▸ Exercise goal: Gather every line of the entries that contains the string "Query" and copy each one out.

(Data listing)
* Start *

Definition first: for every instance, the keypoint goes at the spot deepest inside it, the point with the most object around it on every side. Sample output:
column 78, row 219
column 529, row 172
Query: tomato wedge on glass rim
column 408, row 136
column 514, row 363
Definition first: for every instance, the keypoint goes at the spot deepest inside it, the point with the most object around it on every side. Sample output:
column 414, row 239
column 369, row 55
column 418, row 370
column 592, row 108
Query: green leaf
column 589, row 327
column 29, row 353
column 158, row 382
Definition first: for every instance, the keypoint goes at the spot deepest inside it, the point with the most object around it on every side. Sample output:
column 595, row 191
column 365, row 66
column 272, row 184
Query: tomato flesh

* End *
* Start *

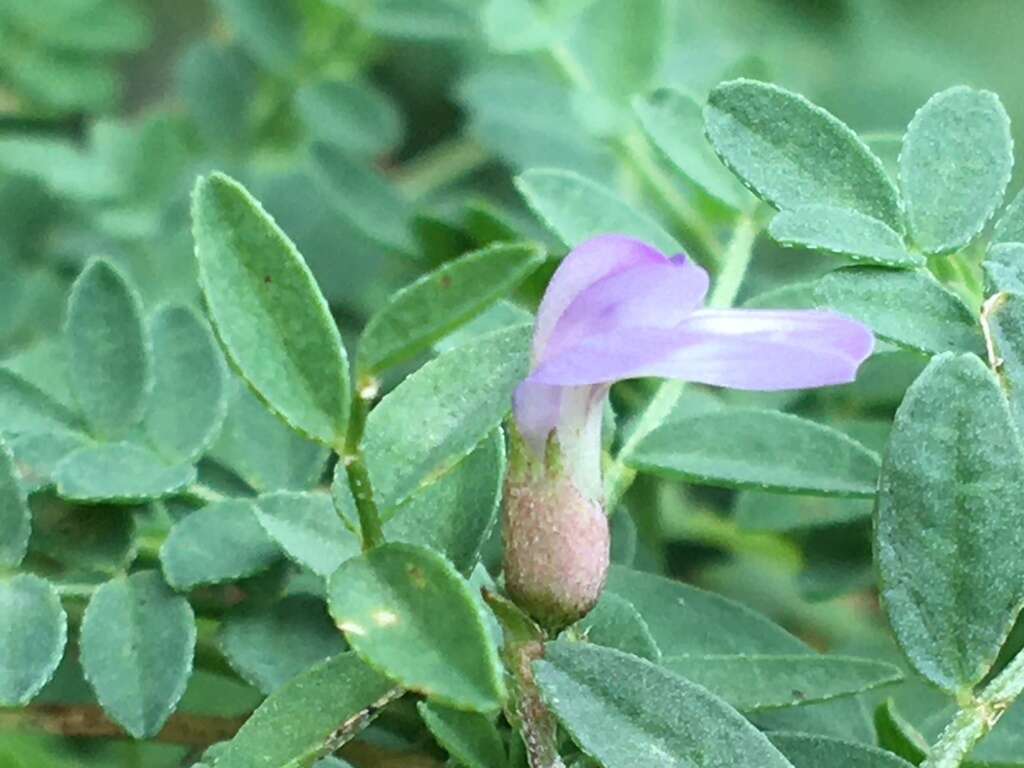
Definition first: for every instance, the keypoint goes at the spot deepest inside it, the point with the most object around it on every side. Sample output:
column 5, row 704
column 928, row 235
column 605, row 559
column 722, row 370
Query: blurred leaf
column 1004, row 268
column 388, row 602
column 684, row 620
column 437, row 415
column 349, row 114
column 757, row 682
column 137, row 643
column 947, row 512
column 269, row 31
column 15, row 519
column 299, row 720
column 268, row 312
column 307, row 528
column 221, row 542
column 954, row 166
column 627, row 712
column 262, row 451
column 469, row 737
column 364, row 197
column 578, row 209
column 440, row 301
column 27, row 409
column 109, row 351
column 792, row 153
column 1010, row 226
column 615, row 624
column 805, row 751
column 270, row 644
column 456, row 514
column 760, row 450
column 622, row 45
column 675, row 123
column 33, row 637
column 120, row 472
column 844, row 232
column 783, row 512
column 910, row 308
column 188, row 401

* End *

▸ Response:
Query: tomato wedge on glass rim
Query: green leaf
Query: tomato flesh
Query: blurred leaf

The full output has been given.